(begin)

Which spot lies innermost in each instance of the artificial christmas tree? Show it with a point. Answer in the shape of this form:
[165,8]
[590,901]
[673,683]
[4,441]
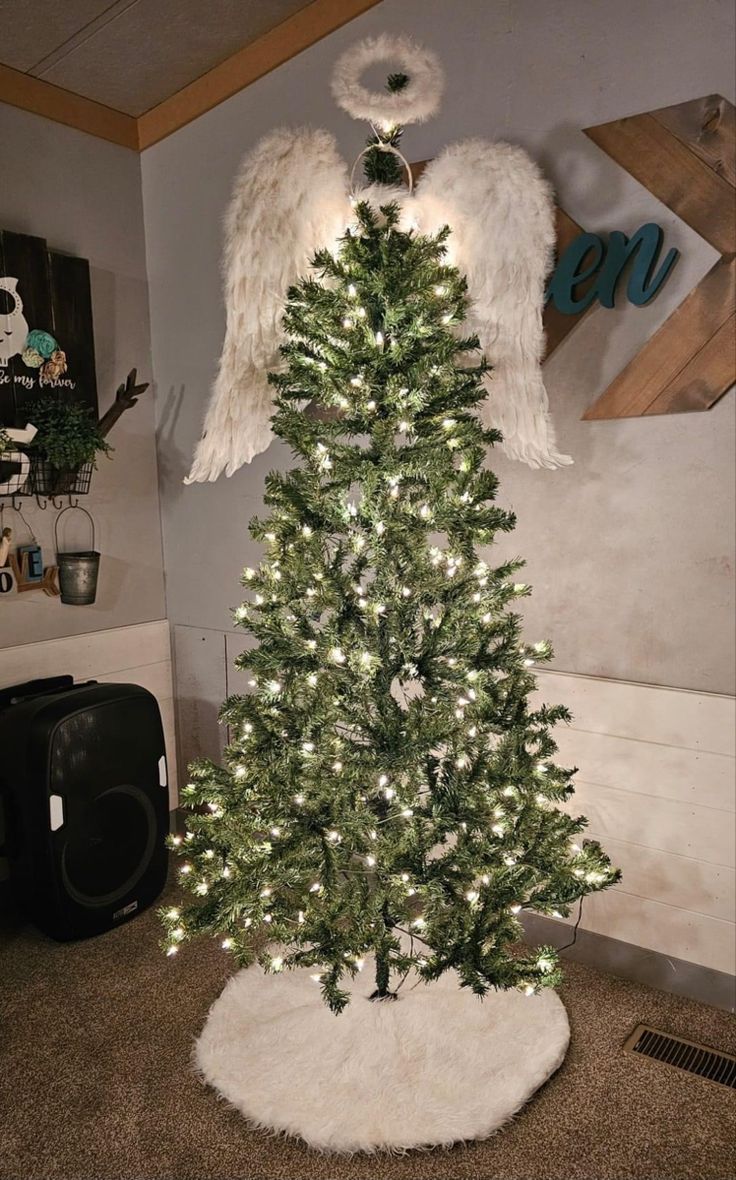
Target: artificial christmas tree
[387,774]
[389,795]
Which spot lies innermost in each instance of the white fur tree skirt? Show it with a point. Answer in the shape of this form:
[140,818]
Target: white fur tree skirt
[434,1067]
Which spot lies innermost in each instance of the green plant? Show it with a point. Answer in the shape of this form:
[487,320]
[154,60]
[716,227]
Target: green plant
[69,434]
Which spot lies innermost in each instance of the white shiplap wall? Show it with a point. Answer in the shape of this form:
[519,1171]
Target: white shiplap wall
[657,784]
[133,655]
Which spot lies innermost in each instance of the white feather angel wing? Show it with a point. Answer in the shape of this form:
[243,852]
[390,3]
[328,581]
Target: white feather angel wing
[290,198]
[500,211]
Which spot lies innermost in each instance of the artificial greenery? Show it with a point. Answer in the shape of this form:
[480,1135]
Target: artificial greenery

(end)
(begin)

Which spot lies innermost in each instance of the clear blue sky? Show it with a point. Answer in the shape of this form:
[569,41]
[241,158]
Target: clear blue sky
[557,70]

(end)

## Written task
Copy out every row above that contains the word "Show".

## Exercise solution
Which spot lies innermost in each instance of the artificial christmas tree? Show it with a point. Answer in the shape of this form:
Which spot lies innermost in each instance of the white fur tree skirt? Show it with a point. Answer in the shape of this form:
Which spot lies innermost in each instance of the green plant? Show it with a point. Answer in the shape of this form:
Which spot lies innermost in each instance of the white shiplap wall? Show it with a point. Answer in the shape of this form:
Which spot lies innermost in each instance of the white feather angel wing? Show it with a point. Answer in the shape of this form:
Which spot lies innermost in each instance of the artificial greenery? Show it with a point. Answer in the shape of this form:
Which spot lies innermost in each instance of the clear blue sky? Show it with a point. Answer in the shape of this form:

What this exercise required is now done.